### Stated exercise
Word for word, restate every line of the material.

### Task input

□ □ □ □ □

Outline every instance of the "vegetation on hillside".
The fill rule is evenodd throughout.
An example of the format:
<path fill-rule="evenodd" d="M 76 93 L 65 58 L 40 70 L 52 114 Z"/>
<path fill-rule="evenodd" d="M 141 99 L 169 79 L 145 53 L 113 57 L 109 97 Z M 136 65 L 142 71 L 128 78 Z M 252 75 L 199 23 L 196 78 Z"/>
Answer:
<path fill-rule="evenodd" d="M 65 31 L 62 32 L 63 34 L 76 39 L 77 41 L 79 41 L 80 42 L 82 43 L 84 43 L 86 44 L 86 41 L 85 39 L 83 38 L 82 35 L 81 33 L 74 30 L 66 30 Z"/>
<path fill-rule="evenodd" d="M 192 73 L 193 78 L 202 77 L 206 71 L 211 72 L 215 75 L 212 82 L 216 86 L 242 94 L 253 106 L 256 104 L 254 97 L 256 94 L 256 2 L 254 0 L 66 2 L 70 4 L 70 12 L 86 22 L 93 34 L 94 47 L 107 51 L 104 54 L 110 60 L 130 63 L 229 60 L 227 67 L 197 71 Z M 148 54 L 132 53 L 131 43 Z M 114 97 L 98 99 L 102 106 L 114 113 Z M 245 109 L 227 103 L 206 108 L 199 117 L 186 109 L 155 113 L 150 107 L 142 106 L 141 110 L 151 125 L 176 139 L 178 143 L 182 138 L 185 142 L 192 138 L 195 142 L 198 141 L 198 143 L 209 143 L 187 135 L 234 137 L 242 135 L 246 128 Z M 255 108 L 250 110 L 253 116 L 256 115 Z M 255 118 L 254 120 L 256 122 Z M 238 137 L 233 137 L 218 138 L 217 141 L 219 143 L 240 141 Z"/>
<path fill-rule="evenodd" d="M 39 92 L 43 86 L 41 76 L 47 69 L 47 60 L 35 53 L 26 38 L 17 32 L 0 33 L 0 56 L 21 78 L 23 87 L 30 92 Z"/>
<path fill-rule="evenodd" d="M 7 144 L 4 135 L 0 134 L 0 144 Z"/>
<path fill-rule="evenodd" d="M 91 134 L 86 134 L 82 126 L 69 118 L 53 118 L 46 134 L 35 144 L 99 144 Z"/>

□ □ □ □ □

### Response to this task
Outline every instance of the "vegetation on hillside".
The fill rule is evenodd throughout.
An example of the format:
<path fill-rule="evenodd" d="M 76 93 L 65 58 L 40 70 L 52 114 Z"/>
<path fill-rule="evenodd" d="M 141 99 L 169 79 L 145 53 L 113 57 L 109 97 Z M 136 65 L 142 71 L 128 78 Z M 252 75 L 199 23 L 196 78 Z"/>
Answer:
<path fill-rule="evenodd" d="M 65 31 L 62 32 L 63 34 L 76 39 L 77 41 L 79 41 L 80 42 L 82 43 L 84 43 L 86 44 L 86 41 L 85 39 L 83 38 L 82 35 L 81 33 L 74 30 L 66 30 Z"/>
<path fill-rule="evenodd" d="M 192 73 L 193 78 L 202 77 L 206 71 L 211 72 L 215 75 L 212 82 L 216 86 L 242 94 L 253 106 L 256 104 L 254 97 L 256 94 L 256 2 L 254 0 L 66 2 L 70 4 L 70 12 L 86 22 L 93 34 L 94 47 L 107 51 L 104 54 L 110 60 L 130 63 L 229 60 L 227 67 L 197 71 Z M 148 54 L 132 53 L 131 43 Z M 114 97 L 98 99 L 102 106 L 114 113 Z M 245 109 L 227 103 L 206 108 L 199 117 L 186 109 L 155 113 L 150 107 L 142 106 L 141 110 L 151 125 L 176 139 L 178 143 L 182 138 L 185 142 L 192 138 L 195 142 L 198 141 L 198 143 L 209 143 L 187 135 L 234 137 L 242 135 L 246 128 Z M 255 108 L 250 110 L 253 116 L 256 115 Z M 255 118 L 254 120 L 256 122 Z M 238 137 L 233 137 L 218 138 L 217 141 L 219 143 L 240 141 Z"/>
<path fill-rule="evenodd" d="M 39 92 L 43 86 L 41 76 L 47 69 L 47 60 L 35 53 L 26 38 L 17 32 L 0 33 L 0 56 L 21 78 L 23 87 L 30 92 Z"/>
<path fill-rule="evenodd" d="M 7 144 L 4 135 L 0 134 L 0 144 Z"/>
<path fill-rule="evenodd" d="M 91 134 L 86 134 L 82 126 L 69 118 L 53 118 L 46 134 L 35 144 L 99 144 Z"/>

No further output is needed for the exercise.